_Given exercise 1_
Count how many lines of the records contain the word "chair", and give only that number.

_Document extract_
++++++++++++++++++++

There's more to terrorism than Al-Qaida
From Blogcritics:
Terrorism and Its Enemies - An Alliance of Civilizations
Posted by Aaman Lamba on July 27, 2005
In the past, the more enlightened of us could comfort ourselves with the thought that poverty and social repression produce malcontents and terrorists. Unfulfilled aspirations of statehood were also considered as contributing factors. Even then, though, this was not entirely true. While the rank and file of guerrilla movements might come from economically or socially deprived sections of the society they rebelled against, their leaders and financiers were invariably educated, well-off citizens, if not of the same society, then of some other.
Things are very different today. Especially after the attacks in London, where it seems "Paki is a dirty word" once more, and memories of the race riots seem fresh once more, the perpetrators of the attacks were educated British citizens, who "completed"' their schooling by betraying the society that fulfilled their aspirations rather than reforming/changing the one that failed them.
The blanket assumption that terrorists are trained or at least influenced by the madarsas or Islamic schools of Pakistan and elsewhere, though valid in part, is misleading as it masks some realities. As William Dalrymple points out in his recent column in The Guardian, "there is an important and fundamental distinction to be made between most madrasa graduates - who tend to be pious villagers from impoverished economic backgrounds, possessing little technical sophistication - and the sort of middle-class, politically literate, global Salafi jihadis who plan al-Qaida operations around the world. Most of these turn out to have secular scientific or technical backgrounds and very few actually turn out to be madrasa graduates."
At the same time, it may be informative to look at various aspects of modern Islamic terrorism, before exploring possible solutions.

++++++++++++++++++++

_Dataset excerpts_
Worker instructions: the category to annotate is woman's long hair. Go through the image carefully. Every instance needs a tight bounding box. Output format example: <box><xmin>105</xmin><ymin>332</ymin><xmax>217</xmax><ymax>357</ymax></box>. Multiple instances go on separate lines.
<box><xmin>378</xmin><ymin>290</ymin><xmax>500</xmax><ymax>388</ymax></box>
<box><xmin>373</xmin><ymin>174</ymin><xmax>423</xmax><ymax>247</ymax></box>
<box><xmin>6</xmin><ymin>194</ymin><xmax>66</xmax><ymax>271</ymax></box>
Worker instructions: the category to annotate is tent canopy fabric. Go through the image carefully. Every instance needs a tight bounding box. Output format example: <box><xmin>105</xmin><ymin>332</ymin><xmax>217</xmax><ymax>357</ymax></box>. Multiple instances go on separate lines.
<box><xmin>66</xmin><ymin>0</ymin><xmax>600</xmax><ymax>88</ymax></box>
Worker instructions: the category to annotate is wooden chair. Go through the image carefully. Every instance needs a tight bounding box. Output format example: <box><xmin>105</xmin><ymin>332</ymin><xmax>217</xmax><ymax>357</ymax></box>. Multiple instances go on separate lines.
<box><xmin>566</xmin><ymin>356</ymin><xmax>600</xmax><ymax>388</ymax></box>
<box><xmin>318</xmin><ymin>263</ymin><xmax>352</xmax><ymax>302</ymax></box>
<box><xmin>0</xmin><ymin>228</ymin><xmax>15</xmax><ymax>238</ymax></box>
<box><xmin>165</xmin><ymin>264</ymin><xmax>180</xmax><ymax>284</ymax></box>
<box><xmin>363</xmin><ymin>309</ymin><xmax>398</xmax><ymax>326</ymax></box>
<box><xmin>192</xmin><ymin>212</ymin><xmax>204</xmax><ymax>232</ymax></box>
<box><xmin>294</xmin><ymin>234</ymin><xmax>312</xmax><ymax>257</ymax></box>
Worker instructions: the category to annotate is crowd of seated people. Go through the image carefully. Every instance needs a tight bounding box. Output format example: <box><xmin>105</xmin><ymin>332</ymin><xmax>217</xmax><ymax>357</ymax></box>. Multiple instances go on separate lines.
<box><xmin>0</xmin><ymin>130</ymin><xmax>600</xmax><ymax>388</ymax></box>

++++++++++++++++++++

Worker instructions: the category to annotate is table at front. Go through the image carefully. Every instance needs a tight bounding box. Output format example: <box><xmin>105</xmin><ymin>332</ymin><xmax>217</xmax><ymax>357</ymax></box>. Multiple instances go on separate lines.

++++++++++++++++++++

_Given exercise 2_
According to the blog post on terrorism, in which newspaper did William Dalrymple's recent column appear?

_Correct response 1_
1

_Correct response 2_
The Guardian